Write down exactly the line where "Target: white sand strip" occurs and every line that follows it through the end of the material below; include nothing else.
○ ○ ○ ○
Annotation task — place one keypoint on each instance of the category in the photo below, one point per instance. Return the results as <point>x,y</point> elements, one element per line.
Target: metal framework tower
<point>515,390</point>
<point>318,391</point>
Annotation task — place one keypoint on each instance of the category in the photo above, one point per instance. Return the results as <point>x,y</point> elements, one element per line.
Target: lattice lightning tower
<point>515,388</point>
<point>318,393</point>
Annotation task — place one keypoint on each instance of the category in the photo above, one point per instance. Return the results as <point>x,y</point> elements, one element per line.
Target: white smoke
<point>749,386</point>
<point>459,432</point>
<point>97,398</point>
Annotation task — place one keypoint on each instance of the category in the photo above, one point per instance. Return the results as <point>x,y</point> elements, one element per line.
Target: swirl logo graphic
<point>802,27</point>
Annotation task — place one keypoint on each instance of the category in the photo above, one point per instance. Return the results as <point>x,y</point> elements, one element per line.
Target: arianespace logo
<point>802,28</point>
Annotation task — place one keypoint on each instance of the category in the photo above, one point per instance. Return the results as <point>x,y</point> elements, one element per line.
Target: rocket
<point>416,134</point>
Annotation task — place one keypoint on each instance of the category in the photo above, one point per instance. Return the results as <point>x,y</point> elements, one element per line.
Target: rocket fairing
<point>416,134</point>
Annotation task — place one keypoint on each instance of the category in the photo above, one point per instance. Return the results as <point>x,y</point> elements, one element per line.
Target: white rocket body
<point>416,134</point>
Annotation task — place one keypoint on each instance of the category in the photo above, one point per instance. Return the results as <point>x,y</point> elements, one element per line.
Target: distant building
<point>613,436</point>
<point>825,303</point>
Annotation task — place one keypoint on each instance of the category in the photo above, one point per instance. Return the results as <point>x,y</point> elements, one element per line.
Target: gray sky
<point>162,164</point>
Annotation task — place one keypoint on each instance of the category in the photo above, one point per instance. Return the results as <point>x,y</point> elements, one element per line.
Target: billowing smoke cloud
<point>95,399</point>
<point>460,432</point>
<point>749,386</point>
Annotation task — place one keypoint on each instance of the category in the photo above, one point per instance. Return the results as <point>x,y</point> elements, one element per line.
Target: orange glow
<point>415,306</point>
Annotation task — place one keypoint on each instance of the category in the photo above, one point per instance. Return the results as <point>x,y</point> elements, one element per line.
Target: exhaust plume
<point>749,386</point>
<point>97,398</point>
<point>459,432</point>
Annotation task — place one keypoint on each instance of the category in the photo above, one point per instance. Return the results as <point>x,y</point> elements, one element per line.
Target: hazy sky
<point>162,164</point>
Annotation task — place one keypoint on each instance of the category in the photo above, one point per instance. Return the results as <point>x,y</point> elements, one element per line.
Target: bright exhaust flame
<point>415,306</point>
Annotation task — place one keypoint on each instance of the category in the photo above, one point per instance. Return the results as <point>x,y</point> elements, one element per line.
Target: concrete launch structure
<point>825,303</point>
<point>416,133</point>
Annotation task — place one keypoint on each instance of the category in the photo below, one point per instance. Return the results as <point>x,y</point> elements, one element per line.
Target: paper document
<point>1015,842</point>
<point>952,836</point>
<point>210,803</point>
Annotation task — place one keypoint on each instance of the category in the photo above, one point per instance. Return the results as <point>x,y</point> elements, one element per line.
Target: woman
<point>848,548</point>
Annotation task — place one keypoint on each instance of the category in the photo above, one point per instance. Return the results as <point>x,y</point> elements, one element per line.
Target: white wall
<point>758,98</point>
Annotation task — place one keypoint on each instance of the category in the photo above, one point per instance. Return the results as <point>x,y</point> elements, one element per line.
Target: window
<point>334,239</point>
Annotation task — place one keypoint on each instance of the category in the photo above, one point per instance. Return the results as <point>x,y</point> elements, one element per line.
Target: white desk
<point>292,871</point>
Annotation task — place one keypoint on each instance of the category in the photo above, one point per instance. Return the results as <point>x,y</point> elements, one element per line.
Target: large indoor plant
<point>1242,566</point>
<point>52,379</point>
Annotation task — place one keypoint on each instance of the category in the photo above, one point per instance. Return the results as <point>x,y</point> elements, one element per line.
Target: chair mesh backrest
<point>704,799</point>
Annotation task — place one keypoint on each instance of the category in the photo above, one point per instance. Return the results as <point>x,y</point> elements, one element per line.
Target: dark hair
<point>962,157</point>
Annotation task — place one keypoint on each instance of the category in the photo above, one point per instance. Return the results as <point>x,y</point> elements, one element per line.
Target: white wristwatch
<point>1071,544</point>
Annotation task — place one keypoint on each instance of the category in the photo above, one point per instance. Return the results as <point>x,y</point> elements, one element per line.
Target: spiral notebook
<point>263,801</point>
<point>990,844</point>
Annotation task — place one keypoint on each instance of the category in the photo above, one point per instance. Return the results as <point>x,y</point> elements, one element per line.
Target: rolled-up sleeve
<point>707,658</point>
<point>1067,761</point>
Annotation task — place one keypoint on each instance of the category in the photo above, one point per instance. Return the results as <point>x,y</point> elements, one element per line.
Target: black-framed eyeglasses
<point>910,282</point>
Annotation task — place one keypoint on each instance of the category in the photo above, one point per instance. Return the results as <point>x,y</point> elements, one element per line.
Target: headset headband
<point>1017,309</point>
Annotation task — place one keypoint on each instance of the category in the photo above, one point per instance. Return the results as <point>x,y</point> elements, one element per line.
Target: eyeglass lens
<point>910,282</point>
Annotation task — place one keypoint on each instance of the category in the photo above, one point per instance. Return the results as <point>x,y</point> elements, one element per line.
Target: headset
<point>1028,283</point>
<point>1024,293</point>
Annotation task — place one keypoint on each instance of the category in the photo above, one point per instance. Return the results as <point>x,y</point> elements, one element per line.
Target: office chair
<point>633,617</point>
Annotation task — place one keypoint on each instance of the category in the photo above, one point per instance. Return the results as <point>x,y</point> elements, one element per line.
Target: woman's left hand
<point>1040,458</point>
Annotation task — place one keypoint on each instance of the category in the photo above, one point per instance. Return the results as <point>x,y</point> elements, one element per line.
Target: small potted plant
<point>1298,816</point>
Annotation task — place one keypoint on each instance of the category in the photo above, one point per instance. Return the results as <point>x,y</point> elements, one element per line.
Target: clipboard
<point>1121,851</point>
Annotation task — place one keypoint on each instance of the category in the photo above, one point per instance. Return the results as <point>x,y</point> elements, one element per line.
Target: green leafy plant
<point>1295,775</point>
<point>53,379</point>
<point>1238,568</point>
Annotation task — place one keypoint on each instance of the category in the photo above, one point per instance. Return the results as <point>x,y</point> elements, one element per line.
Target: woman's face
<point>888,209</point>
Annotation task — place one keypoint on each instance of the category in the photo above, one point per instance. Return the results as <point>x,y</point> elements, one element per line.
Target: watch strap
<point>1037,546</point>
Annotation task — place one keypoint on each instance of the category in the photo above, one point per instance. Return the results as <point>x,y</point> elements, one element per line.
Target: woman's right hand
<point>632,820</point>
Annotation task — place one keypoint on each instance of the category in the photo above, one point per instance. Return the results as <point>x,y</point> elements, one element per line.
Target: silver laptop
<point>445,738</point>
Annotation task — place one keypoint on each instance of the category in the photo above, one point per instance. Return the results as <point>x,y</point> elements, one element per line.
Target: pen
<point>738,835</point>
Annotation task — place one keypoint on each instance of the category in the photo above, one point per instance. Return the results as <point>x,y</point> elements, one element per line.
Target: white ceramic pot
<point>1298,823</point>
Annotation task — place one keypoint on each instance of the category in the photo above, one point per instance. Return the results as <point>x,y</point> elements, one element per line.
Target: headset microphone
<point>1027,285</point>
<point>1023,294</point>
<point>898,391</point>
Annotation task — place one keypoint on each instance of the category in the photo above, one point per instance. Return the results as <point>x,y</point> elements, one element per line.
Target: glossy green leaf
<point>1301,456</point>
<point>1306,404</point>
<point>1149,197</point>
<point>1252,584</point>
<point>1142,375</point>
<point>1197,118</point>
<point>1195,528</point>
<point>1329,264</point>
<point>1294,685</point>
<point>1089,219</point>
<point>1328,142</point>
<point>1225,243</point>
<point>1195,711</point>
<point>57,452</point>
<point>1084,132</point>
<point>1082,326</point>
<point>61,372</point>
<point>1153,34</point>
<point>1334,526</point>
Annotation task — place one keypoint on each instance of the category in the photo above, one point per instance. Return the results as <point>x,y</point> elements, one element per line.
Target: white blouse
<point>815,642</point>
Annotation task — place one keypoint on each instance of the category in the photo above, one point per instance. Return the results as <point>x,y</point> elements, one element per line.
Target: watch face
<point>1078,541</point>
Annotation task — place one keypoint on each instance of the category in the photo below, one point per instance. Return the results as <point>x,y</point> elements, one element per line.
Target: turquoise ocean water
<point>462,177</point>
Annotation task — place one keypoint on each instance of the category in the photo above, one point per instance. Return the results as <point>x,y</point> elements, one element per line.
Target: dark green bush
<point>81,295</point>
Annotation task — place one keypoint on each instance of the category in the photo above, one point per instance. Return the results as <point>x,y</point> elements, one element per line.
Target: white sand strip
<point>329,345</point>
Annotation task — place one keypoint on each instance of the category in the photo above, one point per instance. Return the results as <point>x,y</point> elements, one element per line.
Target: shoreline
○ ○ ○ ○
| Task output |
Target: white sand strip
<point>329,345</point>
Annotation task — place one keypoint on each instance of the category in the photo above, one point per instance. Return the results as <point>x,y</point> elements, one element per line.
Target: shoreline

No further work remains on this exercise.